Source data
• • • • • • •
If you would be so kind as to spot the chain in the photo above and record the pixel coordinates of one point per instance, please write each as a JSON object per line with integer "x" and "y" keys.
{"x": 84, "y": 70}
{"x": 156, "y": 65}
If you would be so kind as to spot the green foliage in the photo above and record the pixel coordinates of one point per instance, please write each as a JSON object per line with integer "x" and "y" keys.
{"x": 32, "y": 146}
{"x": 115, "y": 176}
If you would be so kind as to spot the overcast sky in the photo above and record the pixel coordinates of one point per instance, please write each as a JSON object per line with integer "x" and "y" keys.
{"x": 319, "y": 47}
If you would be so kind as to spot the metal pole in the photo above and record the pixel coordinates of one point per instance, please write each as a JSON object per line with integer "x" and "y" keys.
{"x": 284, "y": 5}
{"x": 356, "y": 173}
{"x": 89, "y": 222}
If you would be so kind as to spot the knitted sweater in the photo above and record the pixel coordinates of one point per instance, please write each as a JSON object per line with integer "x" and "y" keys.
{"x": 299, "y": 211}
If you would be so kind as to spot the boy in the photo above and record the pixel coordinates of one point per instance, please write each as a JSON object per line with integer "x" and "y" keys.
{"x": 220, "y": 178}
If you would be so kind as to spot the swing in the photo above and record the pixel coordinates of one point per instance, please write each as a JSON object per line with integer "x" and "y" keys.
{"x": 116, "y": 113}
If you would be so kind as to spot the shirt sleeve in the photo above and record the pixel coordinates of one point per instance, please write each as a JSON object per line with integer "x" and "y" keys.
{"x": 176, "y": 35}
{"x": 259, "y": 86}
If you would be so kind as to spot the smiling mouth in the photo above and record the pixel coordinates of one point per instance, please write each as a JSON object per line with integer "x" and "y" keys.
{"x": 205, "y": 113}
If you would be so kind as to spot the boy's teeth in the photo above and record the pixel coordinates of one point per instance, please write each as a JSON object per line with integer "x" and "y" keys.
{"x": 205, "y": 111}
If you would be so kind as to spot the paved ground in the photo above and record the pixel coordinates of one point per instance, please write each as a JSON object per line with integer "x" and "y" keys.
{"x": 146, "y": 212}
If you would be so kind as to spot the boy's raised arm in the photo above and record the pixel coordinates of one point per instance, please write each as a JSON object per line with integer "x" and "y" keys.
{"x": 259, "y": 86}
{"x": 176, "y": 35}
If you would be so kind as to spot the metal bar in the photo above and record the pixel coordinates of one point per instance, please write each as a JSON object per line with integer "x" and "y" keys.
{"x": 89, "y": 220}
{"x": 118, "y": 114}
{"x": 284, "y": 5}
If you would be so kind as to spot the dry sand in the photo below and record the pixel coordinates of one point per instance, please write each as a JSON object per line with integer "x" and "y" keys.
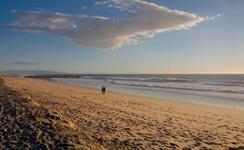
{"x": 82, "y": 118}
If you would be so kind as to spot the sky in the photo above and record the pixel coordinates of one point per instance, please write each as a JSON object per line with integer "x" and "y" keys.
{"x": 123, "y": 36}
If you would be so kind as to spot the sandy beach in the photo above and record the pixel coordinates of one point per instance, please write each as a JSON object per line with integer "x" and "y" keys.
{"x": 41, "y": 114}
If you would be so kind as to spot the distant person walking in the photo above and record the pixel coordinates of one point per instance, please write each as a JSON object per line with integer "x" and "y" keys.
{"x": 103, "y": 89}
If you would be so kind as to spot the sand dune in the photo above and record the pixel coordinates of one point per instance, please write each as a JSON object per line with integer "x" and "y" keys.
{"x": 86, "y": 119}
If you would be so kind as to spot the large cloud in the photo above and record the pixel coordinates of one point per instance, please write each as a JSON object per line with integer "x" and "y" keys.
{"x": 144, "y": 20}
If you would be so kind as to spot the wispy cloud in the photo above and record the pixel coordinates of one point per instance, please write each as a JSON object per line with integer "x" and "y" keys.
{"x": 145, "y": 19}
{"x": 24, "y": 63}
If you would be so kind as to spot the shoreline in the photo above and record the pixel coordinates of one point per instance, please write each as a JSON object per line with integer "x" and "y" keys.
{"x": 119, "y": 121}
{"x": 207, "y": 104}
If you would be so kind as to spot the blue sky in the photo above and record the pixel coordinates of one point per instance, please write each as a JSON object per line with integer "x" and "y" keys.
{"x": 212, "y": 45}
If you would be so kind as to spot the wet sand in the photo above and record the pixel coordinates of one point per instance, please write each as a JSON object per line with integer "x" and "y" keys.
{"x": 83, "y": 118}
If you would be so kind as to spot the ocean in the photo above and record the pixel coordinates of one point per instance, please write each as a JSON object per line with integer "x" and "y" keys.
{"x": 215, "y": 90}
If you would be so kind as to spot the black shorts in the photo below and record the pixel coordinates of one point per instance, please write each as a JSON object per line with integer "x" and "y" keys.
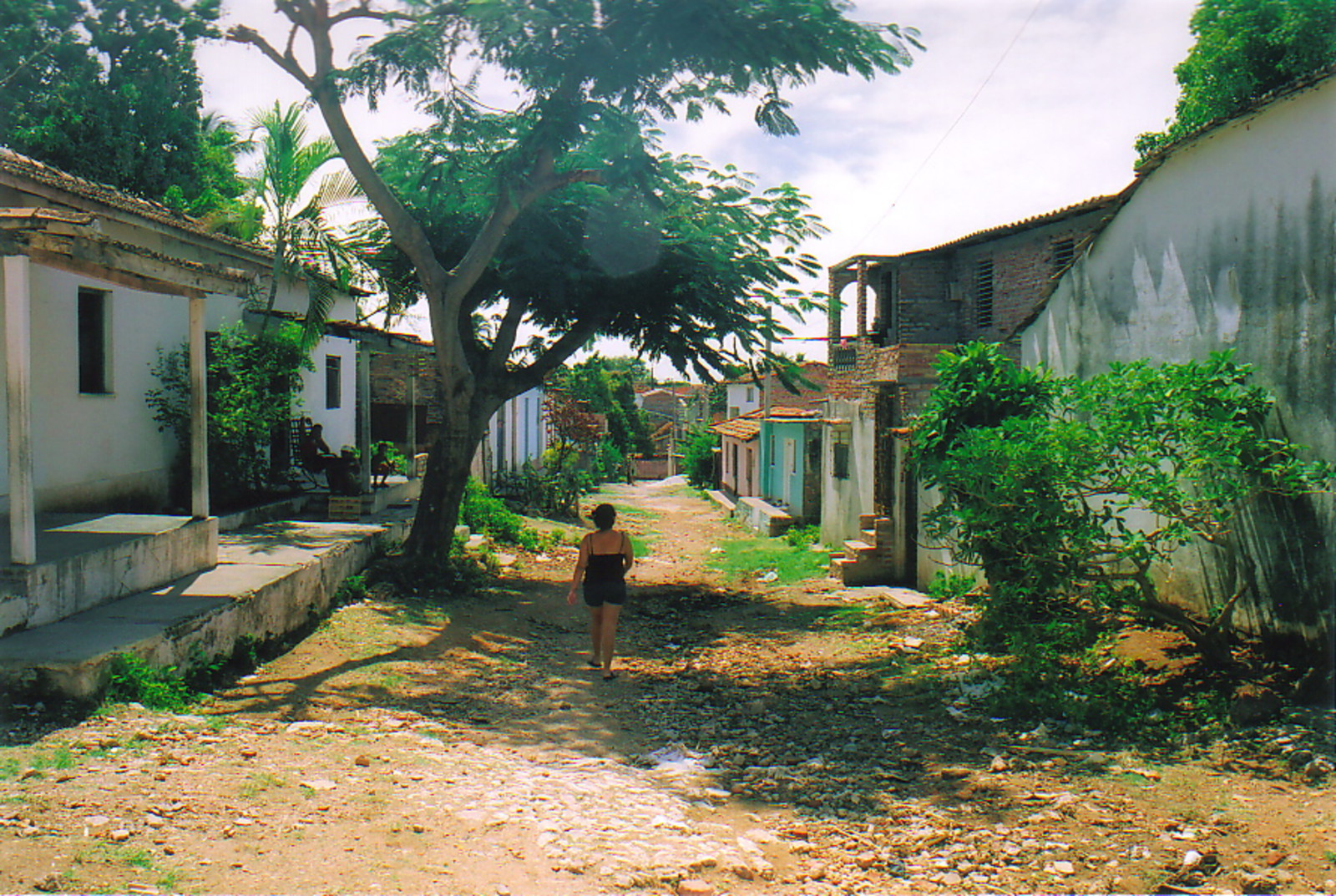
{"x": 600, "y": 593}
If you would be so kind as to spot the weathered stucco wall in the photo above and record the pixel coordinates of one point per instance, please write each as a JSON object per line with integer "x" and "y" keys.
{"x": 1231, "y": 243}
{"x": 845, "y": 499}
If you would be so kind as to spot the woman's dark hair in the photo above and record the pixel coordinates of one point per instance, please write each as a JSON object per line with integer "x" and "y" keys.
{"x": 605, "y": 516}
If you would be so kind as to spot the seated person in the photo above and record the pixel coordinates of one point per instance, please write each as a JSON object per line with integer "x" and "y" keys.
{"x": 317, "y": 457}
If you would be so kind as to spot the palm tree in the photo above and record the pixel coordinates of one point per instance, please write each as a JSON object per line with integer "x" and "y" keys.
{"x": 287, "y": 211}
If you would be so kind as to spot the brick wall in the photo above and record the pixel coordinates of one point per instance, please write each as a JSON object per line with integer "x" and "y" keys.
{"x": 1024, "y": 266}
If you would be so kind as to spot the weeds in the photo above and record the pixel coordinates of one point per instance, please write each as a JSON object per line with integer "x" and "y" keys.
{"x": 134, "y": 680}
{"x": 950, "y": 586}
{"x": 484, "y": 513}
{"x": 748, "y": 557}
{"x": 803, "y": 536}
{"x": 436, "y": 577}
{"x": 351, "y": 590}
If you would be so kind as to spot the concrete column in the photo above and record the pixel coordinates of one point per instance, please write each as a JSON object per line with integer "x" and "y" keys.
{"x": 18, "y": 336}
{"x": 364, "y": 403}
{"x": 198, "y": 412}
{"x": 412, "y": 398}
{"x": 832, "y": 323}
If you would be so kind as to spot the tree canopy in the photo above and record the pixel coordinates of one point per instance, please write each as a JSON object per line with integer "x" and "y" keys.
{"x": 109, "y": 89}
{"x": 563, "y": 215}
{"x": 1244, "y": 49}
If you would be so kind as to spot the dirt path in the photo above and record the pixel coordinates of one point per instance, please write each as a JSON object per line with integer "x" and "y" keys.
{"x": 758, "y": 739}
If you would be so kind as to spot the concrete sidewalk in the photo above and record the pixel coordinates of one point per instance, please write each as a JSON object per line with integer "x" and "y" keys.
{"x": 271, "y": 580}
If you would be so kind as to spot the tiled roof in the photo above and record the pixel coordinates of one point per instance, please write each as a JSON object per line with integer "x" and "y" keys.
{"x": 1096, "y": 203}
{"x": 739, "y": 428}
{"x": 20, "y": 166}
{"x": 747, "y": 426}
{"x": 1157, "y": 158}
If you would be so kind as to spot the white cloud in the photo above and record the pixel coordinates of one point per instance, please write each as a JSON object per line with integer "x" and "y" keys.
{"x": 1052, "y": 126}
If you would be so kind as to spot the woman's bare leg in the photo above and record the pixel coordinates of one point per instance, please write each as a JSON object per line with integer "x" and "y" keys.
{"x": 610, "y": 635}
{"x": 596, "y": 635}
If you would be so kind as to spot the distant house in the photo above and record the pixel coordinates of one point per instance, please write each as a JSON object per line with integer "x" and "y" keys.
{"x": 1227, "y": 240}
{"x": 518, "y": 436}
{"x": 792, "y": 461}
{"x": 981, "y": 286}
{"x": 741, "y": 452}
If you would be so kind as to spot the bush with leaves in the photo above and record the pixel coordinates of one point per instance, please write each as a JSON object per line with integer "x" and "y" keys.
{"x": 1069, "y": 493}
{"x": 699, "y": 458}
{"x": 253, "y": 383}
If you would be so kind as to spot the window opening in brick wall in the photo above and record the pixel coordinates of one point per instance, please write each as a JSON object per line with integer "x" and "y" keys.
{"x": 841, "y": 438}
{"x": 333, "y": 382}
{"x": 94, "y": 352}
{"x": 1064, "y": 253}
{"x": 984, "y": 293}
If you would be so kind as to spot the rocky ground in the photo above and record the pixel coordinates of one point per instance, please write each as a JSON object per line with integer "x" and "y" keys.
{"x": 759, "y": 740}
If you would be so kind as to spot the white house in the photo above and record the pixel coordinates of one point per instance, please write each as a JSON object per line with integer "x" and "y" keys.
{"x": 95, "y": 283}
{"x": 518, "y": 434}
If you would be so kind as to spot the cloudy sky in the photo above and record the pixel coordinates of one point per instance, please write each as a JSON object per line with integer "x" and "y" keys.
{"x": 1015, "y": 109}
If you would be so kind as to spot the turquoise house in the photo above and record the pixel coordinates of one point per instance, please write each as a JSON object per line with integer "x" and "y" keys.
{"x": 792, "y": 461}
• • • • • • •
Nothing outside the span should appear: transcribe the lines from the one containing "If you would be so kind as to spot the window" through the last line of the records.

### IN RESPONSE
If you would be so kind as to spot the window opening in brick wall in the photo above and record the pixel coordinates of one point per instance, please write each as a JSON object per line with integer "x" and "y" keys.
{"x": 841, "y": 438}
{"x": 333, "y": 382}
{"x": 94, "y": 352}
{"x": 1064, "y": 253}
{"x": 984, "y": 293}
If you would be so kind as to spot the rocky ground in the photo above and record the pixel coordinates of one point per instance, please write each as a JSON object per line with integer "x" and "y" keys.
{"x": 759, "y": 740}
If you would be so kind as to spot the white house in the photo above and record the pixel coordinates of one point per instance, please write each as a JSON object per line with integer "x" and "y" keys.
{"x": 95, "y": 283}
{"x": 518, "y": 434}
If you would be so kind as to spot the cloudy sky in the photo above and record the pixel coordinates of one point per instance, please write each as a JSON object per line with integer "x" and "y" keys.
{"x": 1015, "y": 109}
If you would be so kind as to spot the turquoise house in the photo above and record the pixel coordinates of one point per instance, please write each as a JSON object per line with integer "x" and "y" keys.
{"x": 792, "y": 461}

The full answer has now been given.